#### YOUR GOAL
Find the line that contains "woman in the photo above.". Then set down that line and all the lines after it, to the end of the records, exactly and with nothing added.

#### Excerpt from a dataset
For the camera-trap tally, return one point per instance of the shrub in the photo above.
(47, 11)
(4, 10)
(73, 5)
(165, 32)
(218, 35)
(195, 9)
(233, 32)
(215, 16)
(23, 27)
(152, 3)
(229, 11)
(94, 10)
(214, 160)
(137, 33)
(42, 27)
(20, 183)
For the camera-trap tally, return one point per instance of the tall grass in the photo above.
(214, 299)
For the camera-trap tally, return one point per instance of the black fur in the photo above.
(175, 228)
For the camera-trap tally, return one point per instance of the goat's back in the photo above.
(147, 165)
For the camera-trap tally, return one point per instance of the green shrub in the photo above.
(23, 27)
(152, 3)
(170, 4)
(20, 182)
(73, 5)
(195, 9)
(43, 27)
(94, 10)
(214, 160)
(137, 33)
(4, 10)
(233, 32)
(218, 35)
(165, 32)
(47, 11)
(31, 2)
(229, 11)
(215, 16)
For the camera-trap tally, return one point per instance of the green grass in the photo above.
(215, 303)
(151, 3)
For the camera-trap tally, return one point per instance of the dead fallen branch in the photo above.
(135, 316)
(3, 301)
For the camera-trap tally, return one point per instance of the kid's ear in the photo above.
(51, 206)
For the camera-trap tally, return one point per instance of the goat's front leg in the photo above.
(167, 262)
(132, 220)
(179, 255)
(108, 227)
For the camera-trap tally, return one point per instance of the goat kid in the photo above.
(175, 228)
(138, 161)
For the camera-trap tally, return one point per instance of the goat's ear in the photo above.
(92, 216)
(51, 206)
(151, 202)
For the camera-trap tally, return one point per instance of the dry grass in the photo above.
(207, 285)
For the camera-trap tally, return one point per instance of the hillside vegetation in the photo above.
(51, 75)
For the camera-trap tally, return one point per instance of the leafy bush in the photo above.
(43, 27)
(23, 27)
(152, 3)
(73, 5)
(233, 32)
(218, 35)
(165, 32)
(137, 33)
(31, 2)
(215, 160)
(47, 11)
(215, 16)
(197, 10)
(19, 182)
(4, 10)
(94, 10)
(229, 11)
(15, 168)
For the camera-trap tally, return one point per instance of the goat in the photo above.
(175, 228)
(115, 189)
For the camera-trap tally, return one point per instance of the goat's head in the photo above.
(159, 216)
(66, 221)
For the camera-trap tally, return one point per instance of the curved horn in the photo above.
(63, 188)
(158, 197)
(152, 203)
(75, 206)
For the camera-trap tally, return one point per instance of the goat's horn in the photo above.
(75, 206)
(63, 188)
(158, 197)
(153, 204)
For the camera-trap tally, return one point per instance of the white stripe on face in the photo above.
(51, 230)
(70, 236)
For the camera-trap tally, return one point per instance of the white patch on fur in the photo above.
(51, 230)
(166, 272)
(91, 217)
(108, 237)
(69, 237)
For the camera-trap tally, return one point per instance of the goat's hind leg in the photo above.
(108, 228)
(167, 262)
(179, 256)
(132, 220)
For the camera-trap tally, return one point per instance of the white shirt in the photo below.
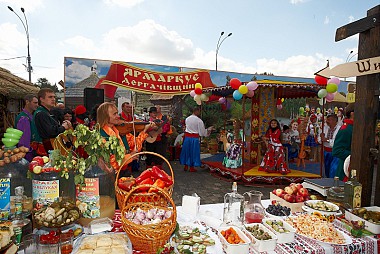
(330, 142)
(195, 125)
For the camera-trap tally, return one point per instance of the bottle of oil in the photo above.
(233, 213)
(353, 191)
(335, 194)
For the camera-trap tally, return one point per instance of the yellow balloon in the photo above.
(243, 89)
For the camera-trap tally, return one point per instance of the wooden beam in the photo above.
(366, 108)
(358, 26)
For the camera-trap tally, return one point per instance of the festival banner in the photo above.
(142, 80)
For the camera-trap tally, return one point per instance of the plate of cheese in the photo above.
(112, 243)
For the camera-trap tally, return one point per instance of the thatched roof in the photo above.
(15, 87)
(77, 90)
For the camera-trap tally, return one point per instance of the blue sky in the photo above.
(284, 37)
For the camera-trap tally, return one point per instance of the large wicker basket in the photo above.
(148, 238)
(121, 195)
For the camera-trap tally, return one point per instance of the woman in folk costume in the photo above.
(274, 158)
(108, 117)
(312, 131)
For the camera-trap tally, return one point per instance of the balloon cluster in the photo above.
(279, 103)
(197, 94)
(226, 104)
(331, 88)
(241, 89)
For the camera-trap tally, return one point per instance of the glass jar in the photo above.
(254, 211)
(97, 198)
(13, 175)
(49, 187)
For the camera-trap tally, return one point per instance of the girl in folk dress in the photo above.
(274, 158)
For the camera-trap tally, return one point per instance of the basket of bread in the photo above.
(153, 176)
(148, 225)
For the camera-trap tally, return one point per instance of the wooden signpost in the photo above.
(367, 98)
(353, 69)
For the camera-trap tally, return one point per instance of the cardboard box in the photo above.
(294, 207)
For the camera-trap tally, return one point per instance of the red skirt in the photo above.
(274, 160)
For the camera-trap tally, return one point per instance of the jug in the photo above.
(254, 211)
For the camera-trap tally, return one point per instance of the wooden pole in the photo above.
(365, 115)
(243, 138)
(323, 128)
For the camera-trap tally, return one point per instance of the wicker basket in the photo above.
(153, 198)
(148, 238)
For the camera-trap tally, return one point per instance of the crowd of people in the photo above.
(42, 120)
(335, 137)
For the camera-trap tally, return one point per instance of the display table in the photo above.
(367, 244)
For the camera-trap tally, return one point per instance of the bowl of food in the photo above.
(233, 240)
(10, 142)
(14, 131)
(285, 233)
(322, 208)
(261, 237)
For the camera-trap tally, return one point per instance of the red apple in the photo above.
(39, 160)
(37, 169)
(290, 198)
(299, 198)
(32, 164)
(299, 186)
(304, 192)
(288, 190)
(46, 159)
(279, 192)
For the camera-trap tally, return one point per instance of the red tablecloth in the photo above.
(364, 245)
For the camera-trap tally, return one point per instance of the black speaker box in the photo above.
(93, 96)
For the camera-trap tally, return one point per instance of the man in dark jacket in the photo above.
(48, 127)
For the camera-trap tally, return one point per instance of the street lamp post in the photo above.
(218, 46)
(26, 28)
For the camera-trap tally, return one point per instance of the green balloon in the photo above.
(331, 88)
(322, 93)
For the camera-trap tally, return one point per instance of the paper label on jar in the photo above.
(44, 193)
(88, 199)
(5, 198)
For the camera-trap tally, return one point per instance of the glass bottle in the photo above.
(233, 212)
(21, 224)
(254, 211)
(353, 191)
(97, 198)
(335, 194)
(11, 176)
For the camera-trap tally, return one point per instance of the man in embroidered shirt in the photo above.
(191, 154)
(47, 126)
(24, 122)
(342, 144)
(327, 137)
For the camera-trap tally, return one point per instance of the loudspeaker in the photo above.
(93, 96)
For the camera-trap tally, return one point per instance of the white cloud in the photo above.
(29, 6)
(76, 72)
(326, 21)
(297, 1)
(123, 3)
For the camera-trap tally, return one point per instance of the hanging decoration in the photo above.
(331, 89)
(198, 95)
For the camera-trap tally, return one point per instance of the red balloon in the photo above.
(235, 83)
(198, 91)
(320, 80)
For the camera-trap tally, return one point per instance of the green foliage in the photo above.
(95, 146)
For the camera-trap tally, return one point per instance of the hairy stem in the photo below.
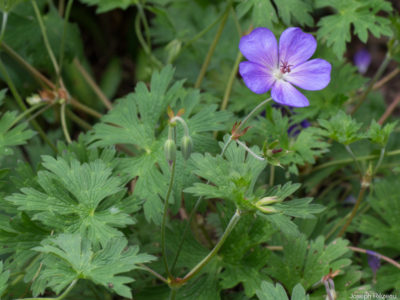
(212, 46)
(232, 223)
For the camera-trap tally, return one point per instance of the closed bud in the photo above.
(187, 145)
(170, 150)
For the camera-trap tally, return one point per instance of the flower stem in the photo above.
(364, 186)
(232, 223)
(93, 85)
(64, 124)
(227, 143)
(163, 244)
(44, 35)
(22, 105)
(212, 46)
(370, 86)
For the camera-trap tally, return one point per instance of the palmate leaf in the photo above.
(264, 13)
(69, 257)
(382, 227)
(76, 197)
(12, 136)
(136, 120)
(268, 291)
(107, 5)
(308, 262)
(361, 14)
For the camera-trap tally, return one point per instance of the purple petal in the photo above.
(256, 77)
(362, 60)
(284, 93)
(295, 46)
(260, 47)
(312, 75)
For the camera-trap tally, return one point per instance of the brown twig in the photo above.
(389, 110)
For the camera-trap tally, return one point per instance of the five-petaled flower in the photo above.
(279, 68)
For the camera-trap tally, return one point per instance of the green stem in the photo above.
(22, 105)
(64, 124)
(45, 38)
(360, 158)
(348, 149)
(227, 143)
(164, 221)
(231, 79)
(212, 46)
(370, 86)
(214, 251)
(66, 17)
(26, 112)
(62, 296)
(93, 85)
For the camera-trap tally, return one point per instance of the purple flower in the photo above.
(362, 60)
(279, 69)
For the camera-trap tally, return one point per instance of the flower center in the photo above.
(285, 67)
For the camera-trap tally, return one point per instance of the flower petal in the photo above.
(312, 75)
(256, 77)
(296, 46)
(260, 46)
(284, 93)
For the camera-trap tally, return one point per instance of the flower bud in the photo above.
(187, 145)
(170, 150)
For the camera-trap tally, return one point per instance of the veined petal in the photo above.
(284, 93)
(256, 77)
(296, 46)
(260, 46)
(312, 75)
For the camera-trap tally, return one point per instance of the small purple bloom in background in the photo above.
(373, 261)
(278, 68)
(362, 60)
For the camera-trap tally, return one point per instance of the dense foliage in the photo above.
(136, 163)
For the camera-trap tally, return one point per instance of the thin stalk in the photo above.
(196, 206)
(381, 156)
(370, 86)
(271, 175)
(231, 79)
(64, 124)
(66, 17)
(45, 38)
(212, 46)
(164, 221)
(348, 149)
(62, 296)
(151, 271)
(346, 161)
(22, 105)
(232, 223)
(92, 84)
(26, 113)
(360, 197)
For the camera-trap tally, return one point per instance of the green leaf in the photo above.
(268, 291)
(12, 136)
(3, 278)
(306, 263)
(382, 226)
(70, 258)
(76, 197)
(136, 120)
(107, 5)
(361, 14)
(289, 11)
(380, 135)
(342, 128)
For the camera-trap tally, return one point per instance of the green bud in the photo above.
(170, 150)
(187, 145)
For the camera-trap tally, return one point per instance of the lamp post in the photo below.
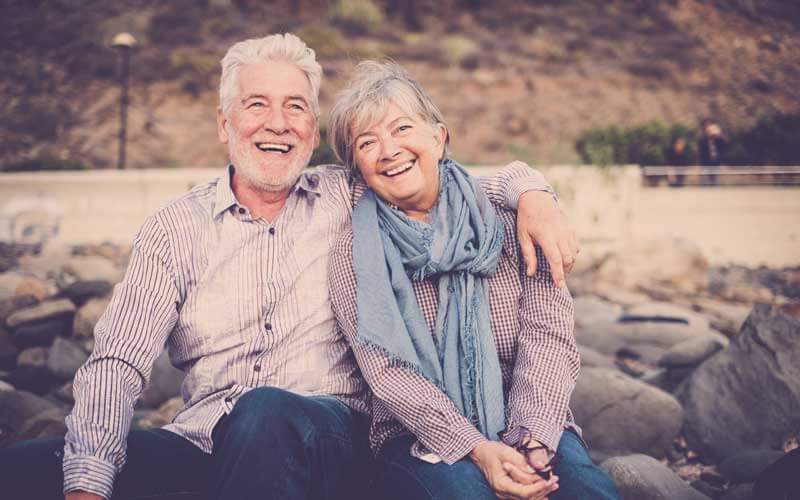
(123, 43)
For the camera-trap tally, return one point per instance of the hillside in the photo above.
(514, 79)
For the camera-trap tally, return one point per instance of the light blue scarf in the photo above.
(461, 244)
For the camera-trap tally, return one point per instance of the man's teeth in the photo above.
(270, 146)
(399, 169)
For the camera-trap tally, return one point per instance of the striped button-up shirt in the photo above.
(532, 323)
(238, 302)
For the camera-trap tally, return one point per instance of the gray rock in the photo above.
(648, 340)
(669, 310)
(89, 268)
(81, 291)
(87, 316)
(745, 466)
(8, 351)
(165, 383)
(46, 310)
(618, 412)
(691, 352)
(46, 424)
(640, 477)
(65, 358)
(593, 359)
(590, 309)
(16, 408)
(739, 492)
(752, 386)
(42, 333)
(34, 356)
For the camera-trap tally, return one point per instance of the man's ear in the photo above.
(222, 121)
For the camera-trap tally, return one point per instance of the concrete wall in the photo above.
(609, 207)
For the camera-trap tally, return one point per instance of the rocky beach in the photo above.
(689, 387)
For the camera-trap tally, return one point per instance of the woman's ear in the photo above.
(441, 138)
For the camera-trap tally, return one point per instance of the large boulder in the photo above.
(748, 395)
(65, 357)
(640, 477)
(617, 412)
(16, 409)
(88, 316)
(644, 337)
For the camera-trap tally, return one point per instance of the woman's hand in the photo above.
(508, 473)
(541, 222)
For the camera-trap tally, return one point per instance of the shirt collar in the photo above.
(308, 181)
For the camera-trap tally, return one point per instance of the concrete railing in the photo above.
(611, 209)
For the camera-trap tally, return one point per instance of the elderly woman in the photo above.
(471, 361)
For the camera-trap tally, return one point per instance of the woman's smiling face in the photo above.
(398, 156)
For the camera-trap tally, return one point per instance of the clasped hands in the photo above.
(513, 475)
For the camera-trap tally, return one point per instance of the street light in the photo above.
(123, 43)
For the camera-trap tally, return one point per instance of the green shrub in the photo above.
(645, 144)
(358, 17)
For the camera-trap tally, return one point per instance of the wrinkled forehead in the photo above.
(372, 110)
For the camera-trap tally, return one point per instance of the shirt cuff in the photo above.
(517, 187)
(89, 474)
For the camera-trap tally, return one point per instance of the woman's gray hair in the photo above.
(363, 101)
(281, 47)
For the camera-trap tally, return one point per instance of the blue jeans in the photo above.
(274, 444)
(404, 477)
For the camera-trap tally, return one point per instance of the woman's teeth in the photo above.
(399, 169)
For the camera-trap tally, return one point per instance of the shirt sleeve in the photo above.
(128, 337)
(547, 361)
(415, 402)
(506, 186)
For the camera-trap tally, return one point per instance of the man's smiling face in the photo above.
(270, 128)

#### THE RESULT
For the camera-trap tally, return one point per instance of the elderly woman in the photo above.
(471, 361)
For the camera-trap tally, return one point per instance of the woman's smiling face in the photo above.
(398, 156)
For the camera-trap tally, return one point per instance of the clasped hands in the photo above.
(513, 475)
For the camera-trap tally, return one point per instance of the street light in the photo above.
(123, 43)
For the camera-trap tally, return one point per instance of the green shrub in the photo above.
(645, 144)
(358, 17)
For the camera-trap tally, return one point per instance of the wrinkled forehead in the photo above.
(372, 110)
For the camera-trap tally, return one point per instance of the shirt cuff in the photo above.
(517, 187)
(89, 474)
For the camera-trap tally, return one point per instance of the woman's gray hair in the photo above.
(363, 101)
(281, 47)
For the camera-trap tally, return one point per instance of the blue jeans in the photo above.
(274, 444)
(404, 477)
For the camera-trap tally, return one point per instance of the woman's teeth in the photo above.
(399, 169)
For the camera-trap tally, return one point per instance of the shirt sleeve in the photo above.
(128, 337)
(547, 361)
(415, 402)
(506, 186)
For the camera-trap tally, return one point per instance of the man's smiling face in the photo above.
(270, 128)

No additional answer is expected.